▶ _Stated exercise a_
List every line in the entries below that contains the string "flag". Case counts.

[START OF Selected text]

SciDEX — Task: [Agora] Per-field tournament driver with fairness

Glicko-2-aware pair scheduler: high-RD warmup + information-gain pairs + top-of-field consolidation, cold-start guarantee, 30-day pair lockout.

Completion Notes

Auto-completed by supervisor after successful deploy to main

Git Commits (4)

Squash merge: orchestra/task/a4c450f7-biomni-analysis-parity-port-15-use-cases (87 commits) (#717)2026-04-27

Squash merge: orchestra/task/2efd8ed4-per-field-tournament-driver-with-fairnes (2 commits) (#687)2026-04-27

[Agora] Update spec work log [task:2efd8ed4-98d7-4838-be65-d9453511e2f0]2026-04-27

[Agora] Per-field tournament scheduler: 3-strategy Glicko-2 pair selection, 30-day lockout, cold-start guarantee [task:2efd8ed4-98d7-4838-be65-d9453511e2f0]2026-04-27

Spec File

Goal

scidex/agora/open_question_tournament.py exposes run_tournament_batch(domains, pairs_per_field) and run_single_match(), but pair selection is uniform-random within field.
With wiki/debate/paper miners landing thousands of new open_questions
(other Q-OPENQ tasks), uniform sampling will starve high-RD newcomers and
re-grind already-converged top pairs. Build a Glicko-2-aware scheduler that
prioritizes pairs with high uncertainty reduction per match, ensures every
new question gets ≥5 matches in its first 7 days, and avoids re-judging the
same pair within a 30-day window.

Acceptance Criteria

☐ Replace run_tournament_batch pair-selection with a scheduler that

uses three weighted strategies:
1. High-RD warmup (40% of budget): sample one question with the
highest RD in field, pair with a random opponent within ±200 Elo.
2. Information-gain pair (40%): pick pairs where expected score
is closest to 0.5 (most informative under Glicko-2) and combined
RD is highest.
3. Top-of-field consolidation (20%): pair the top-10 by Elo
against each other to settle the leaderboard head.

☐ No pair (a,b) may be re-judged within 30 days unless either side's

RD has grown ≥10 since the last match. Persist last-match timestamps
per pair in a new table

open_question_match_history(question_a_id,
      question_b_id, judged_at, winner, judge_persona)

☐ Cold-start guarantee: any open_question with

created_at > NOW() - INTERVAL '7 days' AND n_matches<5 is
force-included in the next batch until satisfied.

☐ New CLI python -m scidex.agora.open_question_tournament


      --schedule-batch --field neurodegeneration --pairs 50

runs the new
scheduler.

☐ Tournament status endpoint at api.py:79192 (get_tournament_status)

gains fields: cold_start_questions_count, next_high_info_pairs[],
field_rd_distribution.

[END OF Selected text]
[START OF Material supplied]

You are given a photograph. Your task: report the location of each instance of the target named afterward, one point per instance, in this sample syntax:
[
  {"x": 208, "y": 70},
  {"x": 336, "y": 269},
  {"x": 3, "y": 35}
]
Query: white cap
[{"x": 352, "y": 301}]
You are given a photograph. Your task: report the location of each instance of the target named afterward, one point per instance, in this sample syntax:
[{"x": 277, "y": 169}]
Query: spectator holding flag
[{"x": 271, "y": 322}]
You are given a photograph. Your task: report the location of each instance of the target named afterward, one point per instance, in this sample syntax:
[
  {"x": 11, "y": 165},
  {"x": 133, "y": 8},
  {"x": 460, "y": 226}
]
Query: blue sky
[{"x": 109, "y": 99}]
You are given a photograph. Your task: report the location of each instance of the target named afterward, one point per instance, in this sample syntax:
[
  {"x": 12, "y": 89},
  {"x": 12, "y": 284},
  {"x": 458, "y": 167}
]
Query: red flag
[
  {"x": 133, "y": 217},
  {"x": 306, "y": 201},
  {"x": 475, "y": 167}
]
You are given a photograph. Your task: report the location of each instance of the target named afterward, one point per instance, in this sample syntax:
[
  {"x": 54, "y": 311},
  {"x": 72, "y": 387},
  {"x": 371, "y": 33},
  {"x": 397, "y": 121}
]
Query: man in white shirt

[END OF Material supplied]

▶ _Stated exercise b_
Return, word for word, the part of the tournament scheduler page above that begins at the words "Acceptance Criteria" and stops after "the leaderboard head.".

▶ _Output a_
Query: spectator holding flag
Query: red flag

▶ _Output b_
Acceptance Criteria

☐ Replace run_tournament_batch pair-selection with a scheduler that

uses three weighted strategies:
1. High-RD warmup (40% of budget): sample one question with the
highest RD in field, pair with a random opponent within ±200 Elo.
2. Information-gain pair (40%): pick pairs where expected score
is closest to 0.5 (most informative under Glicko-2) and combined
RD is highest.
3. Top-of-field consolidation (20%): pair the top-10 by Elo
against each other to settle the leaderboard head.